Object detection records

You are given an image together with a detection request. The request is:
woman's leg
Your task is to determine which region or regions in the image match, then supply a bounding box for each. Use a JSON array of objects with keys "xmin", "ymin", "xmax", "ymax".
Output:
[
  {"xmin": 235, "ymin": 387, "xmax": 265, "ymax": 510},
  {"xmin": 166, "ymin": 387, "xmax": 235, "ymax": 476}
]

# What you have to do
Copy every line of the records above without any alteration.

# Exercise answer
You are given an image together with a detection request. The request is:
woman's leg
Your task is to determine which region or regions in the image match, then supply a bounding box for each. Use a JSON array of objects with keys "xmin", "ymin", "xmax", "ymax".
Output:
[
  {"xmin": 235, "ymin": 387, "xmax": 265, "ymax": 510},
  {"xmin": 166, "ymin": 387, "xmax": 235, "ymax": 476}
]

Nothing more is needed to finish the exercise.